* _Description of the task_
Look through the material below. Copy each line that contains the string "headband".

*** Block opens ***

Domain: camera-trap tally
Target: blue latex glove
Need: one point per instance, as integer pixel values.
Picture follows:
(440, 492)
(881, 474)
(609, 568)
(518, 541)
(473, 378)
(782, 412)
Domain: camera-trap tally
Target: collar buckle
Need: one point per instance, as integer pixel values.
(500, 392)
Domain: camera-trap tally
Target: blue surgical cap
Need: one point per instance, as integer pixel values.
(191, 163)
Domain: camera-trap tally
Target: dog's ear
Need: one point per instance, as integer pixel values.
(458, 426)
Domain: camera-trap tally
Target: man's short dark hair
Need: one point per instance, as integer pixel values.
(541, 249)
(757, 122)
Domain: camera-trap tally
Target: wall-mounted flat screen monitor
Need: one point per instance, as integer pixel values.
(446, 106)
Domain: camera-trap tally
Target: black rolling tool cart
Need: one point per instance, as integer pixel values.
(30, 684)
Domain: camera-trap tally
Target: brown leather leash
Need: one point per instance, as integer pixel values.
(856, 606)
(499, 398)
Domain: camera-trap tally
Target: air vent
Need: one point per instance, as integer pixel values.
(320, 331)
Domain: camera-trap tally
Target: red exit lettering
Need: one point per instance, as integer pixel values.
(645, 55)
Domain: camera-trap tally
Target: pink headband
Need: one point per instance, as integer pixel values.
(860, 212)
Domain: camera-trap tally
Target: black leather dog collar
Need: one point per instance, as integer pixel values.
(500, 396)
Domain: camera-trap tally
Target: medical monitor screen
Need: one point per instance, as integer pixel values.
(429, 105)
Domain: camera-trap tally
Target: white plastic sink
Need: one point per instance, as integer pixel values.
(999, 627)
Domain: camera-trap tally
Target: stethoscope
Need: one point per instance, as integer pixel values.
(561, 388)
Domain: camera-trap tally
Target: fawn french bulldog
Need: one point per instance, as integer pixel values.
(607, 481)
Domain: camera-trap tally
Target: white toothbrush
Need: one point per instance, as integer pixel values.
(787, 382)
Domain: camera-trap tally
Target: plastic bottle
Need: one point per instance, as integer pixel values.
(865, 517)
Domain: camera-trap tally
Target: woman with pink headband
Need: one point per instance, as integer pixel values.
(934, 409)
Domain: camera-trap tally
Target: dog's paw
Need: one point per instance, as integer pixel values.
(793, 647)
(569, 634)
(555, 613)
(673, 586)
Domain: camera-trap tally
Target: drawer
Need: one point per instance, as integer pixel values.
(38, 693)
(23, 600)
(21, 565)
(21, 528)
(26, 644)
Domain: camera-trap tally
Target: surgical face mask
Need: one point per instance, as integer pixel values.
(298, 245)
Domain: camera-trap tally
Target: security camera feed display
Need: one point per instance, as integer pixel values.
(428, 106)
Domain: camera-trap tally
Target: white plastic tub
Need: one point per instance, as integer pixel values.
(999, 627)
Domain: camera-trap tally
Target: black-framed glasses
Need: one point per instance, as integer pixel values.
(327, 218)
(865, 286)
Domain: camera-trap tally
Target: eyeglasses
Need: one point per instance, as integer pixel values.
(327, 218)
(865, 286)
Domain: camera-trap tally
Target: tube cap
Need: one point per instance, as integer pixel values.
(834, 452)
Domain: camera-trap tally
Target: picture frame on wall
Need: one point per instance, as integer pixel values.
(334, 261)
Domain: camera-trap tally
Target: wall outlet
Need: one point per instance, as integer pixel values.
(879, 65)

*** Block closes ***
*** Block opens ***

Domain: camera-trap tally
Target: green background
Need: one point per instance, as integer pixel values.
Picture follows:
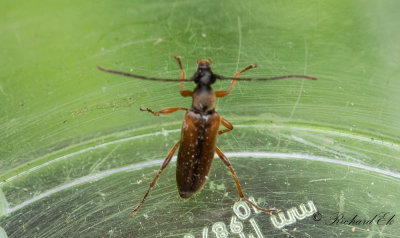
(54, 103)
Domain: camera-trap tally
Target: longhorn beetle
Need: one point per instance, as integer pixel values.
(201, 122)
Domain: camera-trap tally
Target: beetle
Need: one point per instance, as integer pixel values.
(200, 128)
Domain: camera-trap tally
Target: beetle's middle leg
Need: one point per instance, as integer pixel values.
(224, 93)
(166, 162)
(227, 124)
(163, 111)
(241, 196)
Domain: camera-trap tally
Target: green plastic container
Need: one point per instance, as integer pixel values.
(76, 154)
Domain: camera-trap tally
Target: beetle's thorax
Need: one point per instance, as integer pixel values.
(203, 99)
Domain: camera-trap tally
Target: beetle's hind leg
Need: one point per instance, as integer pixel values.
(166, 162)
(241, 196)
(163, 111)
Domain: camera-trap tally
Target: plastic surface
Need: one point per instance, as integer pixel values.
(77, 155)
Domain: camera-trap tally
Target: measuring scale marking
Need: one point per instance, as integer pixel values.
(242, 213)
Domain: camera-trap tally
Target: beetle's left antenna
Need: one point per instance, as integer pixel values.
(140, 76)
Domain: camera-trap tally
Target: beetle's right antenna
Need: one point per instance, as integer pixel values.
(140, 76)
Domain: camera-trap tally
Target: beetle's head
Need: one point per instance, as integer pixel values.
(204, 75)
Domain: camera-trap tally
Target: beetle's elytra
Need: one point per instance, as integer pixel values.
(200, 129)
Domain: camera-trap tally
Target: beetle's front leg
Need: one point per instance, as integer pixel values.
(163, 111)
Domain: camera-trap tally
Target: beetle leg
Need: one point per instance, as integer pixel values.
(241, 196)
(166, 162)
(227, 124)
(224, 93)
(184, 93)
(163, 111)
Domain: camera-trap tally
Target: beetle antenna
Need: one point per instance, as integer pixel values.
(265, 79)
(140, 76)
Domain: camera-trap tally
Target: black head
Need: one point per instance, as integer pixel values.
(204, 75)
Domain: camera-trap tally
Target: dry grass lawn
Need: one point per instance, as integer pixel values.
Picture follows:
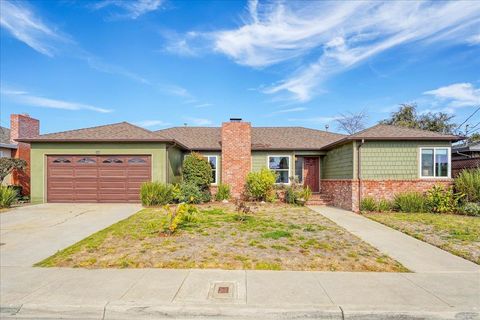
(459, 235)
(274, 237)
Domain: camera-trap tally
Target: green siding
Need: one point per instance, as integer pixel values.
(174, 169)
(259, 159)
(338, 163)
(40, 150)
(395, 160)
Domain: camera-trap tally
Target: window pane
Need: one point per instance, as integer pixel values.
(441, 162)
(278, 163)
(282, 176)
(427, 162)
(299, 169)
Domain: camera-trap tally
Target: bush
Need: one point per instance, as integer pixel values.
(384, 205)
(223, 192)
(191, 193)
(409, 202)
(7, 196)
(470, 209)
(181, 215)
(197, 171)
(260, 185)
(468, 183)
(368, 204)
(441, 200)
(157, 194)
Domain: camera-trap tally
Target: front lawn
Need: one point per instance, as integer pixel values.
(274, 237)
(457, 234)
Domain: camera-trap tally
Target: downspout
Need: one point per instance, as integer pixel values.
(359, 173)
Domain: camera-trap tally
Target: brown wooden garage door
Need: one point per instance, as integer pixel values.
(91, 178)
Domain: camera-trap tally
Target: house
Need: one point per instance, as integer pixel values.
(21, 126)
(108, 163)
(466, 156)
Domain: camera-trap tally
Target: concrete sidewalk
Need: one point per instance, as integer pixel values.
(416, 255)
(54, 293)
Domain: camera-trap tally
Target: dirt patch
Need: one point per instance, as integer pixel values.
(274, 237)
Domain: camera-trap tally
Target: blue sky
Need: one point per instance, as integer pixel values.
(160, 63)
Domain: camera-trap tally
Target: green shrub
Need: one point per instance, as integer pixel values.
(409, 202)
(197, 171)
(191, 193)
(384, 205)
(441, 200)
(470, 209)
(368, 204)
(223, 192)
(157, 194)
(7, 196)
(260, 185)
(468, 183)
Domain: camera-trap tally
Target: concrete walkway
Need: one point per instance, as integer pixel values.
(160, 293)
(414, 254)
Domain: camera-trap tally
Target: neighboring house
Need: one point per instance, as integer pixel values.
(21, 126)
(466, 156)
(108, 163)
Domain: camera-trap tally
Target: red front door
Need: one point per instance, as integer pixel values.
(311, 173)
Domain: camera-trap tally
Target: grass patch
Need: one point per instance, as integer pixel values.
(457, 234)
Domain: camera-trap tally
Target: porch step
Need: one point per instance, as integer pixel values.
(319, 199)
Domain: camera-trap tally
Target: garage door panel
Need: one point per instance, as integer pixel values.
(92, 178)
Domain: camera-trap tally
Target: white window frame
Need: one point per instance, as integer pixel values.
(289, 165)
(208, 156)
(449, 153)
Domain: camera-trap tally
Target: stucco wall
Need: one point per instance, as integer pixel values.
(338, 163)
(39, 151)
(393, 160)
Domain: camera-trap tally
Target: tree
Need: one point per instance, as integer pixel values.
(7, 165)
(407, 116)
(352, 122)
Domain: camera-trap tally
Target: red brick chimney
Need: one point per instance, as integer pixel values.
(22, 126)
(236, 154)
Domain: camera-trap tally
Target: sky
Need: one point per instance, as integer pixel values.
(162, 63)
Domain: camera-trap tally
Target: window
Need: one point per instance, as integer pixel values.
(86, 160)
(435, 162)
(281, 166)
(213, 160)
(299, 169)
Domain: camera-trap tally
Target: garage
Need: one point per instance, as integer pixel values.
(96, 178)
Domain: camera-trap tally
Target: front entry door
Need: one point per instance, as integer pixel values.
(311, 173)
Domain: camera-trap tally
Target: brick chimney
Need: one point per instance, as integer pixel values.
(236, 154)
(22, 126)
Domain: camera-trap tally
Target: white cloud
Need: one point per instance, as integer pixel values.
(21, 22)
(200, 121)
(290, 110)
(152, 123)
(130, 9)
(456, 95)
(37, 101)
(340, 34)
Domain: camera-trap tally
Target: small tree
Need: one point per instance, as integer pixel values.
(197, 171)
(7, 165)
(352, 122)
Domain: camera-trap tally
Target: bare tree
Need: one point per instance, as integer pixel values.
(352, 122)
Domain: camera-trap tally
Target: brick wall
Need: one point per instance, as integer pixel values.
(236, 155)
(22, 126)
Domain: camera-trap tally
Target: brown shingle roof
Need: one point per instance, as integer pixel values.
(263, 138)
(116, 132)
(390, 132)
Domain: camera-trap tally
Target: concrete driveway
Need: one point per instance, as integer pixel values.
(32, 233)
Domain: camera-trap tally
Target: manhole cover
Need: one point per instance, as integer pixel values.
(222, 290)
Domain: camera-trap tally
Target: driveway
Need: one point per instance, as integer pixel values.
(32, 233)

*** Block closes ***
*** Block opens ***

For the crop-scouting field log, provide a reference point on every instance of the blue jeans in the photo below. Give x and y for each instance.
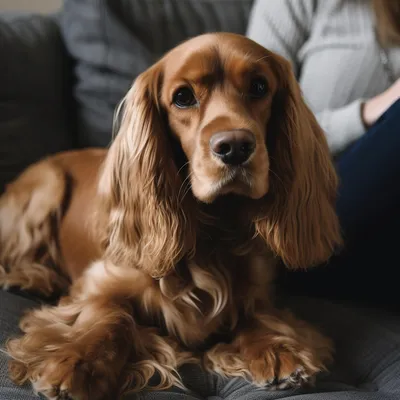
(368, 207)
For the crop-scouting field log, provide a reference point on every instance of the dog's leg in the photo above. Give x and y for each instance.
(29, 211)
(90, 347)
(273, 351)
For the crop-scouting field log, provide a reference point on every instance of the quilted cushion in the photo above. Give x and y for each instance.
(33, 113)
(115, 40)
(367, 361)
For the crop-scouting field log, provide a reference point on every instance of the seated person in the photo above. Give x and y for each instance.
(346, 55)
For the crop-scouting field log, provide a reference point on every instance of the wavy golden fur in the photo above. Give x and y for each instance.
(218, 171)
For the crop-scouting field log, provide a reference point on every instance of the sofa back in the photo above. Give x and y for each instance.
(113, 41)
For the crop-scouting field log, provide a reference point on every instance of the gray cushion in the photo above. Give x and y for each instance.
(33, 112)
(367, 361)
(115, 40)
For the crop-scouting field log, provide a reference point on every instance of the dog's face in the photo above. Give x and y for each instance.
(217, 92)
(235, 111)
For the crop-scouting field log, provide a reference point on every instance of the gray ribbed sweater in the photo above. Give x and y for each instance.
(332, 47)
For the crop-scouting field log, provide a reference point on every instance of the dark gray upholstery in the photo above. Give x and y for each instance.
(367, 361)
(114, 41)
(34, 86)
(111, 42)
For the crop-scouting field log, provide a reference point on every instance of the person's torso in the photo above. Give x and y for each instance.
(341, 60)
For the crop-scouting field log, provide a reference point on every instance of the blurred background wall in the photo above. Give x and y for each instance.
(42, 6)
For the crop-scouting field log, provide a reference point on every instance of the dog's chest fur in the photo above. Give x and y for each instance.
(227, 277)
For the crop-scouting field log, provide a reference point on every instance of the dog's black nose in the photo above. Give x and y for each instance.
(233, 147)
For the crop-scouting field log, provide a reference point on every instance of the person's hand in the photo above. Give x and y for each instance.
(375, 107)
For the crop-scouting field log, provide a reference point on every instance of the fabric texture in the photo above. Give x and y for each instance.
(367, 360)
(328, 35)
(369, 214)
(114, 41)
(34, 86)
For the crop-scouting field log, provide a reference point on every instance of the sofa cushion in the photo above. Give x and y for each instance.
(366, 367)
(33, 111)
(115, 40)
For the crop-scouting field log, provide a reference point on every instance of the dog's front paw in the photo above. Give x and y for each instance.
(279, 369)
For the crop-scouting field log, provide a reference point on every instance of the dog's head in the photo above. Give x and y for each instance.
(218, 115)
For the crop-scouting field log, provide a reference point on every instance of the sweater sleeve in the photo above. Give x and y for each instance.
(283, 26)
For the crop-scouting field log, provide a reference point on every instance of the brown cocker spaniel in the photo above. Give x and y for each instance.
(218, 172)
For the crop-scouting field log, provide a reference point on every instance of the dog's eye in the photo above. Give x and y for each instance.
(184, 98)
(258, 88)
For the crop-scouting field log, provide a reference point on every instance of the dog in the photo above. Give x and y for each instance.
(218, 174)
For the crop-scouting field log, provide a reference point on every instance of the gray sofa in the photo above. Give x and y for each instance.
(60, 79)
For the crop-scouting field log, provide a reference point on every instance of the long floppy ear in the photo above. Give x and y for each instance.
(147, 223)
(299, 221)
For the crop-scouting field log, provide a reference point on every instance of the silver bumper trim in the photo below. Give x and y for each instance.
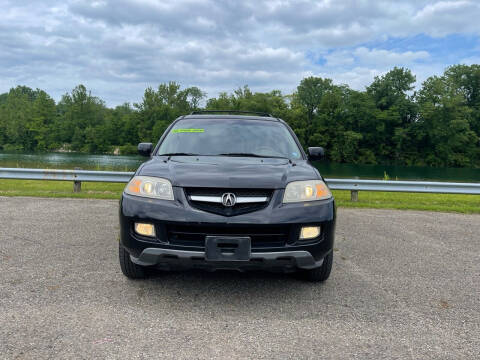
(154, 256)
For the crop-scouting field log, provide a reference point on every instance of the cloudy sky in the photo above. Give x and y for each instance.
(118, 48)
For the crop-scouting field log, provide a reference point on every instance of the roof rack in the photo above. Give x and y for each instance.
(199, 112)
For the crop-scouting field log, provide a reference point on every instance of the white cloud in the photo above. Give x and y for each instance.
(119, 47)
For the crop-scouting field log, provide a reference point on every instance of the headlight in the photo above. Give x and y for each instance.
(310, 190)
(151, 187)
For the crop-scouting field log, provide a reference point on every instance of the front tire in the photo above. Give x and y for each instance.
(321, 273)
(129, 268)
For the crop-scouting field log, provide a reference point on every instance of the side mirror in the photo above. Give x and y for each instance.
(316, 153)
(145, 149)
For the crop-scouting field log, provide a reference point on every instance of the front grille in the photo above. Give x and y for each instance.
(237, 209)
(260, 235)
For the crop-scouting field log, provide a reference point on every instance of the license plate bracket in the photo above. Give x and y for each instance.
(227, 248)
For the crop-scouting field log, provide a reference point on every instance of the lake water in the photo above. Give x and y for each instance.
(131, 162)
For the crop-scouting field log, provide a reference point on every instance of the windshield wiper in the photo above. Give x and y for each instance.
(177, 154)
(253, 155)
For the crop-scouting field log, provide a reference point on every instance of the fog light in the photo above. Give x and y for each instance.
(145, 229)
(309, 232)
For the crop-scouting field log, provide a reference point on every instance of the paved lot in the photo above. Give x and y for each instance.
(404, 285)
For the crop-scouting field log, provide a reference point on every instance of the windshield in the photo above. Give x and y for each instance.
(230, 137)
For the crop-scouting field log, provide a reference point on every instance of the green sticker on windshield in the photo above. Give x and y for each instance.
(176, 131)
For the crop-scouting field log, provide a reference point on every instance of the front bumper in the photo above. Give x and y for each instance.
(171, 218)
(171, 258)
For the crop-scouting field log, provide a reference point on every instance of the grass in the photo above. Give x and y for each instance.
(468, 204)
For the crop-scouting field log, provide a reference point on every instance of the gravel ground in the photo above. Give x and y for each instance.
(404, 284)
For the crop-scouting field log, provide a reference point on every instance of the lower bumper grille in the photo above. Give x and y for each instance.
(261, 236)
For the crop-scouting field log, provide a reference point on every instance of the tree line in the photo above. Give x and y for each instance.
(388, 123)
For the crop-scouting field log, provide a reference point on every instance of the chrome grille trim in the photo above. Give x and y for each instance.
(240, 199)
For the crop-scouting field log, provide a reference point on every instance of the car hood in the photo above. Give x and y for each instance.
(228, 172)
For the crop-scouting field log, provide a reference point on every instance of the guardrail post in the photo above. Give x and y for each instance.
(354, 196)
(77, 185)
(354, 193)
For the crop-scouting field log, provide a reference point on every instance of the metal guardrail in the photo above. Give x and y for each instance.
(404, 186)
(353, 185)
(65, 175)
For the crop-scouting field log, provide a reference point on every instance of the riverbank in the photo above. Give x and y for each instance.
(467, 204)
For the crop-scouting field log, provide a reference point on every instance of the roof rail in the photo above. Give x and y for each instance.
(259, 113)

*** Block closes ***

* _Solution to the problem_
Target: pink headband
Target: woman with pink headband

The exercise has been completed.